--- BEGIN Extract provided ---

Ingo Schwarze wrote on Wed, Mar 28, 2018 at 03:23:30PM +0200:
> Karl Williamson wrote on Mon, Mar 19, 2018 at 11:51:31AM -0600:

>> I still believe that in my program the setlocale() returning C for 
>> LC_ALL is a bug.  LC_CTYPE should have successfully been set to Romanian 
>> UTF-8, and so LC_ALL isn't C.  Instead, it is a combination of C for all 
>> the other categories, and UTF-8 for LC_CTYPE.  A return of just "C" 
>> doesn't reflect that complexity.   There is a footnote in the ANSI/ISO 
>> 9899-1990 C standard that the returned string must support that 
>> heterogeneity, and that the return value be able to be used in a future 
>> setlocale to get back to the original state.  Your setlocale violates 
>> the standard therefore, and harms your portability goal.

> So, here is a patch to fix that, together with two other minor bugs
> that i found while looking at my code, and two minor style cleanups.

--- END Extract provided ---
--- BEGIN Stored records ---

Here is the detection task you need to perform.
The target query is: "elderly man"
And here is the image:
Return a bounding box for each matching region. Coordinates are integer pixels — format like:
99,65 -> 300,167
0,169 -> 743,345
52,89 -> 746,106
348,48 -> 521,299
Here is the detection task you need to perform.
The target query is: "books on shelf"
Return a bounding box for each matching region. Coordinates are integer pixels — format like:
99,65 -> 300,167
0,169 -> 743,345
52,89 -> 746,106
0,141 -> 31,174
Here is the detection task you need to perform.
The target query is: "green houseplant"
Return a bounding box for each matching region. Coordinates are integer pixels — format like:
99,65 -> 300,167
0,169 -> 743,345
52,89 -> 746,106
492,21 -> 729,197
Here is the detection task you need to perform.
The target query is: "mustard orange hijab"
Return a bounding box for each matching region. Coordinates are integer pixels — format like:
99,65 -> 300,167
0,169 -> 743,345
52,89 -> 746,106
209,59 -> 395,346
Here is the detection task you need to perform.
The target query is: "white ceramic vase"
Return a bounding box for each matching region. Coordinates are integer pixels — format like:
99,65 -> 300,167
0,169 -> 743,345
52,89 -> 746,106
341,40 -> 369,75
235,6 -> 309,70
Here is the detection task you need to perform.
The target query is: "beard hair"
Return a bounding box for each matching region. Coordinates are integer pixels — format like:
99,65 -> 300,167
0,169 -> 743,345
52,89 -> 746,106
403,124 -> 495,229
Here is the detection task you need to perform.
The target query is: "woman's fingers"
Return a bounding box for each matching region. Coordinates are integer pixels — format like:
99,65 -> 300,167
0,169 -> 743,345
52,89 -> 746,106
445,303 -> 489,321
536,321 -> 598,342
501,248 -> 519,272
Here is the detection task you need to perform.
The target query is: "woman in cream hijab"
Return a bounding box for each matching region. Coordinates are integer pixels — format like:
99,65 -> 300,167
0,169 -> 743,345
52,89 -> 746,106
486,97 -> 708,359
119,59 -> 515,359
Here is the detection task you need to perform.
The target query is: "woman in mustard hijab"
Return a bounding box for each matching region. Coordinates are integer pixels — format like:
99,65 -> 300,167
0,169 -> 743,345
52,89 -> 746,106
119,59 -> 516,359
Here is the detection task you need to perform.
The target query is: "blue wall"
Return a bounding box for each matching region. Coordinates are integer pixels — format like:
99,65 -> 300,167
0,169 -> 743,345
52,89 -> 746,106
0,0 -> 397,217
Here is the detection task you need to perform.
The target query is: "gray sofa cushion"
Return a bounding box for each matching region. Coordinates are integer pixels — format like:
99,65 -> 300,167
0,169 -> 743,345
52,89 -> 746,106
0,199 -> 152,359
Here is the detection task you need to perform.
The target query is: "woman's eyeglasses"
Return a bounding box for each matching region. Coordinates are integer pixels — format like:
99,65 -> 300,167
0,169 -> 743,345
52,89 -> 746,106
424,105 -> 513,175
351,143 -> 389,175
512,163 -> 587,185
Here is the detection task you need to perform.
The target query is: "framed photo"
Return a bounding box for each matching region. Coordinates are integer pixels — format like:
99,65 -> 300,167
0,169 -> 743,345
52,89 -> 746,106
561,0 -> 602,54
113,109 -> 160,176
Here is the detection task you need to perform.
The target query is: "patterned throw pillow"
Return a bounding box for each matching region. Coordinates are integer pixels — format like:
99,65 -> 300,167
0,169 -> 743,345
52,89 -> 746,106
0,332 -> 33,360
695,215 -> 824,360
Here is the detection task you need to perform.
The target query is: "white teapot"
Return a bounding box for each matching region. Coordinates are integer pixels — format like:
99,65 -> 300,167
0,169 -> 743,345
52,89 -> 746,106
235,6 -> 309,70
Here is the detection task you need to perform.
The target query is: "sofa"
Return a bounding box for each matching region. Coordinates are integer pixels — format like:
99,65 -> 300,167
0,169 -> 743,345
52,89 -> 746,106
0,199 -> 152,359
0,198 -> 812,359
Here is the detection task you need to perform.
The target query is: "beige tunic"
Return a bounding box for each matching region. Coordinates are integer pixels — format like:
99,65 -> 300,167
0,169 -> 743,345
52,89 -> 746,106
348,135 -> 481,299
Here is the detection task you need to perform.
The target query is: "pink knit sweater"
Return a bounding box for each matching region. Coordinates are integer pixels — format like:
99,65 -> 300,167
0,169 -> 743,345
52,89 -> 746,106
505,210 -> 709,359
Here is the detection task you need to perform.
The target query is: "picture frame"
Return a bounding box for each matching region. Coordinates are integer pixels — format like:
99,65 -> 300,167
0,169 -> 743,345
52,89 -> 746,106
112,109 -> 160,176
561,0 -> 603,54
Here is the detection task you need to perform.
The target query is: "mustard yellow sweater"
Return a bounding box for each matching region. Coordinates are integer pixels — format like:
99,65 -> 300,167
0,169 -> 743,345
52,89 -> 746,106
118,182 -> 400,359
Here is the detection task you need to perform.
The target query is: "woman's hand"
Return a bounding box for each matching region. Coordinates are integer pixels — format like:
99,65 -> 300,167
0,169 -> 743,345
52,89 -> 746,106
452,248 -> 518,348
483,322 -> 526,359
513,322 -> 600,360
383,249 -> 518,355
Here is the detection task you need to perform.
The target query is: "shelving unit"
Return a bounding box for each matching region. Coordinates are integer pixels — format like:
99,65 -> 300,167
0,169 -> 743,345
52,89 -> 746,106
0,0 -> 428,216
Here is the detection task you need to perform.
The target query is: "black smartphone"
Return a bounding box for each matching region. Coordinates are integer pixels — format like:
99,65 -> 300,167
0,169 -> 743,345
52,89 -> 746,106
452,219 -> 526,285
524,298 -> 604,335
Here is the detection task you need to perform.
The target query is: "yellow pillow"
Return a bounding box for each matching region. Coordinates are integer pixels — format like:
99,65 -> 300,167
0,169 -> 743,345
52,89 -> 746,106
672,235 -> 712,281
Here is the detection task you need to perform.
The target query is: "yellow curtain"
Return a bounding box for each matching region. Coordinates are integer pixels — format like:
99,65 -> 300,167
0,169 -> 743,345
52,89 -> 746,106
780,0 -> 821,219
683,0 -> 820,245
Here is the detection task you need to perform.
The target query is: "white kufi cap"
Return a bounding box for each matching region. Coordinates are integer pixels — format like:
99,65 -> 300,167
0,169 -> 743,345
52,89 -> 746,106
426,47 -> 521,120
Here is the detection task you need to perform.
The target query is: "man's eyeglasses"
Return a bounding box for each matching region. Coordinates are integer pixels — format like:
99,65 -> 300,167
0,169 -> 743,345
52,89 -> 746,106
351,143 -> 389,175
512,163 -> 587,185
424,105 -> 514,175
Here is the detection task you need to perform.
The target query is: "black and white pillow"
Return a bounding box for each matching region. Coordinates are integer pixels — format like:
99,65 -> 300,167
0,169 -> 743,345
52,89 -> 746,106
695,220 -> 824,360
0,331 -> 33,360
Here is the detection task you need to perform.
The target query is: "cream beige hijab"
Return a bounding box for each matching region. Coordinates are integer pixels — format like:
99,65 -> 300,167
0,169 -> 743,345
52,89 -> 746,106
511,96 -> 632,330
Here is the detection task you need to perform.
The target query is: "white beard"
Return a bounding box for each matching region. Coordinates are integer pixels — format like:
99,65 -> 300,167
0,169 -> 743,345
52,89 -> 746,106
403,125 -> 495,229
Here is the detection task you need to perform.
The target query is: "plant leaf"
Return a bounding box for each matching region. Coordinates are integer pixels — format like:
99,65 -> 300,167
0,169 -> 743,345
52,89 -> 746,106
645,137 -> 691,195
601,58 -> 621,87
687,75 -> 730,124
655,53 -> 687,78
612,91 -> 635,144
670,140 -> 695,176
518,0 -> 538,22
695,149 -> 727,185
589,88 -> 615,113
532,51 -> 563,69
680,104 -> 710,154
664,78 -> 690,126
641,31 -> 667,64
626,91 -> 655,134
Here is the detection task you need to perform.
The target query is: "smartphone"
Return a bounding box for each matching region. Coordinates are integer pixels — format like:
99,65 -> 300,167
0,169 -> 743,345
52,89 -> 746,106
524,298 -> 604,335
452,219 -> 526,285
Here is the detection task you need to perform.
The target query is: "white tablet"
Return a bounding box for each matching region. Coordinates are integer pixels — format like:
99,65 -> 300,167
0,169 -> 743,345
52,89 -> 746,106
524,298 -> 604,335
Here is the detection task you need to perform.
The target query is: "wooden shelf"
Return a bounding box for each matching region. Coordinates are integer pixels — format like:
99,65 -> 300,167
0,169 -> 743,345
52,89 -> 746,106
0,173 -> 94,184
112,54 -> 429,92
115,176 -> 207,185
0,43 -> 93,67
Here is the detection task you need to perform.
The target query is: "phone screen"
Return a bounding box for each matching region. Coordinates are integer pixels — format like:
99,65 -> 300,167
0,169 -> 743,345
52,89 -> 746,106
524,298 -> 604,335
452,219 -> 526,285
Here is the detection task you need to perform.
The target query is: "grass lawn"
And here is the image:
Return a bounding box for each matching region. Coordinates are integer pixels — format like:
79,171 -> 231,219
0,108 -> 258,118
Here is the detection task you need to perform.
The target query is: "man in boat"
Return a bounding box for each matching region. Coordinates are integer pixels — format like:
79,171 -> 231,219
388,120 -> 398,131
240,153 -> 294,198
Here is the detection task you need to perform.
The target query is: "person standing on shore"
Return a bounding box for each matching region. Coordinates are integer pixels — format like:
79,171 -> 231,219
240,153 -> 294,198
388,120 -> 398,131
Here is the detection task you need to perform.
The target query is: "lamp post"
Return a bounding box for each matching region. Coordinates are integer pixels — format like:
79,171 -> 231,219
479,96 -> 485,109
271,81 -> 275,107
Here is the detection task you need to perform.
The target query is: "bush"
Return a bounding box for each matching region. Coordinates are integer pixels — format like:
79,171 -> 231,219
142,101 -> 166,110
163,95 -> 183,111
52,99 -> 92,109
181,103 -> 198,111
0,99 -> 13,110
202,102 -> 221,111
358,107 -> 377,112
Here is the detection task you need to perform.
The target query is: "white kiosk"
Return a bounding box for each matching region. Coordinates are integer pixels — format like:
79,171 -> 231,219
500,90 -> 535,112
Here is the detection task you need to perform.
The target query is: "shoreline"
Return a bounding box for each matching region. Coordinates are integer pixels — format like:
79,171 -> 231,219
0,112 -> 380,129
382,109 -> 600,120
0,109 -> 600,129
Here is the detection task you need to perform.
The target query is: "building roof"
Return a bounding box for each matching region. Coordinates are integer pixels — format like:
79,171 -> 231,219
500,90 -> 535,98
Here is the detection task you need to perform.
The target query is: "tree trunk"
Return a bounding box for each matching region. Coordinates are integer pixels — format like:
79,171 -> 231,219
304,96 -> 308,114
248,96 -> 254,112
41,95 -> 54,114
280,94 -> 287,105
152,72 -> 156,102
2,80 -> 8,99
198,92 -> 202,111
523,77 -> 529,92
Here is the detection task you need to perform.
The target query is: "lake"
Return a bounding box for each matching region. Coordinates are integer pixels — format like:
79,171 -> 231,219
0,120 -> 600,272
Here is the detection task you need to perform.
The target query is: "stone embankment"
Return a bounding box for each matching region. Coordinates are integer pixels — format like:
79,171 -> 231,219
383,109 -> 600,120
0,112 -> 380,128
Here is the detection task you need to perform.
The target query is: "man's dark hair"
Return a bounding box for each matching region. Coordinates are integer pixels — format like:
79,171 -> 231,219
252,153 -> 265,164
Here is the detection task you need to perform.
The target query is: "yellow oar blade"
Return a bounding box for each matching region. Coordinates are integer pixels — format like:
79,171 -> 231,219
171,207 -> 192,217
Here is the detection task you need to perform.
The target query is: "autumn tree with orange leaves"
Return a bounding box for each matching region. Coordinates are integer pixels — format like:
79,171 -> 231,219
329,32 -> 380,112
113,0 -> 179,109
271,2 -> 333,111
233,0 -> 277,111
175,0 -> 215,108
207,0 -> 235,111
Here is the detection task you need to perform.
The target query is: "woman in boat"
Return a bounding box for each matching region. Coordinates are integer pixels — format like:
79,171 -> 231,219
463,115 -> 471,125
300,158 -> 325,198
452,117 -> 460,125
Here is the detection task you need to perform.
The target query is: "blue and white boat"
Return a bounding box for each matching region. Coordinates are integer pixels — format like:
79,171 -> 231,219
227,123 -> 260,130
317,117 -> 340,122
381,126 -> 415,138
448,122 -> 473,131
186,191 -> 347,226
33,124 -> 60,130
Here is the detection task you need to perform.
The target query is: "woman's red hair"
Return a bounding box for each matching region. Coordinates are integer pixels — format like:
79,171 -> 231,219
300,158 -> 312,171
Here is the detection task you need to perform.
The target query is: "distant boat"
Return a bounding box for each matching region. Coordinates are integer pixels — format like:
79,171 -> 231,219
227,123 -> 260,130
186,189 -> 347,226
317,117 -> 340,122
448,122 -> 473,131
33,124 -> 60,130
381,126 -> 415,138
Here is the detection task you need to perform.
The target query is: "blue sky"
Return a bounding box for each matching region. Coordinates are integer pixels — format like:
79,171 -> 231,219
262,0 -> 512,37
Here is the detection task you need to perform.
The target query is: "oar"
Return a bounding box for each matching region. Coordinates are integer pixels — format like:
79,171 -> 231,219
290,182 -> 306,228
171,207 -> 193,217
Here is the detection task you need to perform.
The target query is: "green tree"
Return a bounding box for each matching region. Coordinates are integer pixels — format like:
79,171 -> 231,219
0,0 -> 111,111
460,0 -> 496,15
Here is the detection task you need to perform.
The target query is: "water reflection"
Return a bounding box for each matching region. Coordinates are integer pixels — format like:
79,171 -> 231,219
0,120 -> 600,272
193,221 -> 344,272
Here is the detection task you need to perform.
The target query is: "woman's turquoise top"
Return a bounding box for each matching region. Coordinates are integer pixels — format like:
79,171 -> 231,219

--- END Stored records ---

Write the next part of the mailing-list message about the setlocale() bug, starting after its final sentence.

**Response**
Oops, i caused a regression here.  changegl() still sets the LC_ALL
entry to "" rather than to NULL if the environment variable LC_ALL
is not defined, but the rest of the code would now expect NULL.
The simplest fix is to continue using "" everywhere to "mean LC_ALL
is not set".  See below for the fixed patch.

> OK?
>   Ingo
> 
> Rationale:
>  * chunk 39, first part (style):
>    There is no need for calloc(3) because all _LC_LAST entries
>    in newgl will be assigned to right away.
>  * chunk 39, second part (main bugfix):
>    The problem:
>      In the sequence
>        setlocale(LC_ALL, "A");
>        setlocale(LC_CTYPE, "T");
>        setlocale(LC_ALL, NULL);
>      the last call returns "A" but ought to return "A/T/A/A/A/A".
>    The root cause:
>      setlocale(LC_ALL, "A") sets the LC_ALL entry in global_locale,
>      but setlocale(LC_CTYPE, "T") neglects to clear it.
>    The solution:
>      dupgl() must never copy the LC_ALL entry.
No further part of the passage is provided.